▸ **WHAT IS EXPECTED**
The data should be restated word for word, in full.

Referring expression data:
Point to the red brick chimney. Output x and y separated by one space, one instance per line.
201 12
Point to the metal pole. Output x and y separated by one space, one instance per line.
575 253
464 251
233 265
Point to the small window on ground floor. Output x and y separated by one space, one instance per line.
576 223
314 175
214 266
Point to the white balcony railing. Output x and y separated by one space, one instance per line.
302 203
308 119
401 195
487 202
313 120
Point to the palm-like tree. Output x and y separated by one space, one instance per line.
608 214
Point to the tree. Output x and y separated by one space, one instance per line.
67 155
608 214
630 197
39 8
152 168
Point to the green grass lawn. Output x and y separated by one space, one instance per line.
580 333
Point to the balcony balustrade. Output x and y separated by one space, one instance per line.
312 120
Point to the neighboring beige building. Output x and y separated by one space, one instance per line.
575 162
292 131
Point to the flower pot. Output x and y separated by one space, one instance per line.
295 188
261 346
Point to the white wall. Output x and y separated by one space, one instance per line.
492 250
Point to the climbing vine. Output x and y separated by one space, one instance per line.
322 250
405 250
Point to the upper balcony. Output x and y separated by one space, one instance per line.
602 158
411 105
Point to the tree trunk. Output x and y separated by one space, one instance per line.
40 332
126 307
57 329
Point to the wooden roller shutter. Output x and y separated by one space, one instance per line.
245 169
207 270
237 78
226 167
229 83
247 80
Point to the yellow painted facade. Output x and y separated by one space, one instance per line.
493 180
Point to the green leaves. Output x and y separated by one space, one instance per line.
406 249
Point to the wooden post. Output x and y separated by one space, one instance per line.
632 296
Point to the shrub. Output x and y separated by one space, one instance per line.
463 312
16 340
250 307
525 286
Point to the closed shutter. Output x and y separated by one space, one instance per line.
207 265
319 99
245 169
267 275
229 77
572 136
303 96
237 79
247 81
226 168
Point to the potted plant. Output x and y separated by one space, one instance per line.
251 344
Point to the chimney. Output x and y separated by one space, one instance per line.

▸ **SOLUTION TO THE PROBLEM**
Point to the red brick chimney. Output x and y separated by one space, one instance per line.
201 12
Point to the metal pole. Output x and y separated by one space, one instance per line.
575 253
464 251
233 265
Point to the small window on ground floor. Output x and y separated by one space, one instance per line.
576 223
314 175
214 266
Point to the white balcony railing. Output x and y separated by one space, one instance per line.
302 203
308 119
401 195
487 202
313 120
Point to the palm-like tree. Output x and y separated by one space, one instance per line.
608 214
Point to the tree. Output x and y separated by one space, one instance per line.
67 155
608 214
630 197
39 8
152 168
Point to the green grass lawn. Output x and y separated by one space, one instance per line.
580 333
Point to the balcony balustrade. Output x and y separated by one space, one instance per line.
312 120
Point to the neighboring beige building. Output x and y separated by one space, one instance per line.
575 162
292 131
Point to the flower pot. Output x and y separated by one space, one instance per line.
295 188
261 346
Point to the white wall. Output x and y separated by one space, one instance per line.
492 250
Point to the climbing vine. Output x and y separated by one space, one instance per line.
322 250
405 250
Point to the upper balcony. Output x and y separated by one space, one instance per line.
602 158
411 105
Point to the tree trunk. Output x and y separated by one space, one instance per line.
40 332
126 307
57 329
Point to the wooden roller shutter. Output x and y separated by one space, one instance per line.
245 169
207 270
237 78
226 167
229 83
247 80
Point to the yellow painted facade. Output x and y separated by one space, one instance per line.
493 180
Point to the green leaves. Output x and y separated by one space, one instance per line.
406 249
Point to the wooden post. Output x and y separated by one space, one instance per line.
632 296
Point to the shrub. Output x and y separated by one space, one instance per line.
463 312
16 340
250 307
525 286
Point to the closed shutter. Output x and y separated by one space, one instance per line.
207 265
319 99
245 169
267 275
229 77
572 136
303 96
237 79
247 81
226 168
Point to the potted plant. Output x and y separated by one space, one instance per line.
251 344
Point to the chimney. Output x and y separated by one space, one instance per line.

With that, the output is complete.